• WHAT YOU SHOULD DO
Could you retype all of the entries below word for word?

• RECORDS TO PROCESS
□ □ □
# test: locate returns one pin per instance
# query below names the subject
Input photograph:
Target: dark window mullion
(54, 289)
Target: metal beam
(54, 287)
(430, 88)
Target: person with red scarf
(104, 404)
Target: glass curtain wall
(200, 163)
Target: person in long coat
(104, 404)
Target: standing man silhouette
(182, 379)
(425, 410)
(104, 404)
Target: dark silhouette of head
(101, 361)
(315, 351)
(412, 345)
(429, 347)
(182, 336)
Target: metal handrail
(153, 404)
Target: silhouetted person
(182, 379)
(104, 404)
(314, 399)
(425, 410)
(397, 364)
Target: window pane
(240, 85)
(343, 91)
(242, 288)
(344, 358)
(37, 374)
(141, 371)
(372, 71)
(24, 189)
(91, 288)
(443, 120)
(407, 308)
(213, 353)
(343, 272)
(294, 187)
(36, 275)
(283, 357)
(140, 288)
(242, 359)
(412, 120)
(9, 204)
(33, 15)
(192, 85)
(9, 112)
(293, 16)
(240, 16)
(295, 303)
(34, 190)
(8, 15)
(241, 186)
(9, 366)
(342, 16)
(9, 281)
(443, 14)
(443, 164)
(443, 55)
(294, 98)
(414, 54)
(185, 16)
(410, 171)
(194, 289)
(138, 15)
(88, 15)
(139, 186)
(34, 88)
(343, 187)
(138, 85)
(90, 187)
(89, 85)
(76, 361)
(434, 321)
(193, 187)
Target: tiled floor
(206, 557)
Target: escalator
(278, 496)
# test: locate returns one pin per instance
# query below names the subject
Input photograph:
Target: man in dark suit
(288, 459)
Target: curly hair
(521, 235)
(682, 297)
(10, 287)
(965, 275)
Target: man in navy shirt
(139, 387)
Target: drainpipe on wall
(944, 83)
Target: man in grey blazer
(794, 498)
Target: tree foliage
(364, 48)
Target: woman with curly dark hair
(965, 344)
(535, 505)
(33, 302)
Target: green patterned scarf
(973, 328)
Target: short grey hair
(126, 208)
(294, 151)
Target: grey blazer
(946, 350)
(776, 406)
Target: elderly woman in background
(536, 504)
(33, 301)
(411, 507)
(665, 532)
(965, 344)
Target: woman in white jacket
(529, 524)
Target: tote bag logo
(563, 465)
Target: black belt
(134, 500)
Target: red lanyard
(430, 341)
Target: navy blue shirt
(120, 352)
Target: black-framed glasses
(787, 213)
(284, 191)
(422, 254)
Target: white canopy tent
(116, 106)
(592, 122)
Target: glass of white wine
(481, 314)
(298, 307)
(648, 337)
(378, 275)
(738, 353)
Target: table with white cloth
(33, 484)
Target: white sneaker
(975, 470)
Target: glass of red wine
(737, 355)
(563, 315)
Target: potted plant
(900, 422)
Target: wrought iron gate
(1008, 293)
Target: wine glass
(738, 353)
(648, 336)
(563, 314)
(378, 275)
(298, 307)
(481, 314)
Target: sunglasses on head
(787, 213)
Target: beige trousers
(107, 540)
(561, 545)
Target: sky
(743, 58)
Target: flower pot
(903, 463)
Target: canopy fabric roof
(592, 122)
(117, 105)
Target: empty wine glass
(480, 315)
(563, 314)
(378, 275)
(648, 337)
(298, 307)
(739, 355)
□ □ □
• OUTPUT FOR THIS EXERCISE
# test: locate returns one pin per instance
# query below names the subject
Input photograph:
Target: dark window mullion
(54, 289)
Target: metal beam
(54, 287)
(430, 88)
Target: person with red scarf
(104, 404)
Target: glass curtain wall
(200, 163)
Target: person in long coat
(104, 404)
Target: standing man silhouette
(182, 379)
(425, 410)
(104, 404)
Target: dark silhouette of head
(101, 361)
(315, 351)
(412, 345)
(429, 347)
(182, 336)
Target: metal handrail
(153, 404)
Target: silhouetted person
(182, 379)
(104, 404)
(314, 399)
(425, 410)
(397, 364)
Target: window pane
(240, 85)
(343, 91)
(242, 288)
(344, 358)
(37, 374)
(141, 371)
(372, 71)
(24, 189)
(91, 288)
(443, 120)
(407, 308)
(213, 353)
(343, 272)
(294, 187)
(36, 275)
(283, 357)
(140, 288)
(242, 359)
(412, 120)
(9, 204)
(33, 15)
(192, 85)
(9, 112)
(293, 16)
(240, 16)
(295, 303)
(34, 190)
(8, 15)
(241, 186)
(9, 366)
(342, 16)
(9, 281)
(443, 14)
(443, 164)
(443, 55)
(294, 98)
(414, 54)
(185, 16)
(410, 171)
(194, 289)
(138, 15)
(88, 15)
(139, 186)
(34, 88)
(343, 187)
(138, 85)
(90, 187)
(89, 85)
(76, 361)
(434, 321)
(193, 187)
Target: tiled floor
(206, 557)
Target: escalator
(278, 496)
# test: locate returns one pin per instance
# query below names the subject
Input photograph:
Target: man in dark suit
(288, 459)
Target: curly hair
(521, 235)
(682, 297)
(10, 287)
(965, 275)
Target: man in navy shirt
(139, 387)
Target: drainpipe on wall
(944, 83)
Target: man in grey blazer
(794, 498)
Target: tree foliage
(364, 48)
Target: woman with curly dark hair
(965, 344)
(535, 505)
(33, 302)
Target: green patterned scarf
(973, 328)
Target: short grey hair
(126, 208)
(294, 151)
Target: grey blazer
(946, 350)
(776, 406)
Target: elderly woman in background
(536, 504)
(33, 301)
(411, 507)
(665, 532)
(965, 344)
Target: woman in white jacket
(529, 524)
Target: tote bag logo
(563, 465)
Target: black belt
(134, 500)
Target: red lanyard
(430, 341)
Target: navy blue shirt
(120, 352)
Target: black-framed glasses
(787, 213)
(284, 191)
(422, 254)
Target: white canopy tent
(116, 106)
(592, 122)
Target: glass of white wine
(481, 314)
(298, 307)
(648, 337)
(378, 275)
(738, 353)
Target: table with white cloth
(33, 484)
Target: white sneaker
(975, 470)
Target: glass of red wine
(737, 355)
(563, 315)
Target: potted plant
(900, 422)
Target: wrought iron gate
(1008, 293)
Target: wine glass
(738, 353)
(648, 336)
(563, 314)
(378, 275)
(298, 307)
(481, 314)
Target: sunglasses on head
(787, 213)
Target: beige trousers
(107, 540)
(561, 545)
Target: sky
(743, 58)
Target: flower pot
(903, 463)
Target: canopy fabric roof
(592, 122)
(117, 105)
Target: empty wine glass
(480, 315)
(563, 314)
(378, 275)
(648, 337)
(298, 307)
(739, 355)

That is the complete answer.